§ What to produce: What lines below mention the word "white"? Copy each one.

[Stored data]
= = = = = = =
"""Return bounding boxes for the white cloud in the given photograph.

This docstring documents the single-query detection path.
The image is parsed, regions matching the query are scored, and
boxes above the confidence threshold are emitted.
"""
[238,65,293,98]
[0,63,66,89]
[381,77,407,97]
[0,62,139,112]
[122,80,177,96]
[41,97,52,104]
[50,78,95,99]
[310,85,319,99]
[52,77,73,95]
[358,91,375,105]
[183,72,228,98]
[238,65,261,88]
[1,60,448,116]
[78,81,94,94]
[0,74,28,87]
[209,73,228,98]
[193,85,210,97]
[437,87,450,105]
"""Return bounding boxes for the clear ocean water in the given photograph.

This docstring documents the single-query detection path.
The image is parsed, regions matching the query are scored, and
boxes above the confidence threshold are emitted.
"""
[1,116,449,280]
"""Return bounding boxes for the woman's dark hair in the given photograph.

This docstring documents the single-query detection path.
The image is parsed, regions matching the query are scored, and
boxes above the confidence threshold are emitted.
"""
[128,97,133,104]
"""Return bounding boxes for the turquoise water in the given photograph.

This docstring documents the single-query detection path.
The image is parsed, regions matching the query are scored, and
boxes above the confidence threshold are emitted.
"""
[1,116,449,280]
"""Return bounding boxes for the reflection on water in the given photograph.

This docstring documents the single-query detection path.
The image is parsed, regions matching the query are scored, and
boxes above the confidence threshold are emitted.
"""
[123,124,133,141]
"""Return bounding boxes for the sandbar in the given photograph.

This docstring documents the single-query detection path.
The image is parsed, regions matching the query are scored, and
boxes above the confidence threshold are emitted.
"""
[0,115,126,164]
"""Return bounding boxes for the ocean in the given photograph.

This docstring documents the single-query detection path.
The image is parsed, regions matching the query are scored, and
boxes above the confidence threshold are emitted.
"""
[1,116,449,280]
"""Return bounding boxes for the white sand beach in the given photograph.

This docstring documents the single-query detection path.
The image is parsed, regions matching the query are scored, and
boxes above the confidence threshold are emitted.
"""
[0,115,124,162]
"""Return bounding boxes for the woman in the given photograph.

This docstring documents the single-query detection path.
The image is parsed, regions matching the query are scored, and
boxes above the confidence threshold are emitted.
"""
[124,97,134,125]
= = = = = = =
§ Answer for this exercise:
"""Return bounding boxes for the white cloud in the given photograph.
"""Return bounding boxes for the white sand beach in the given photograph.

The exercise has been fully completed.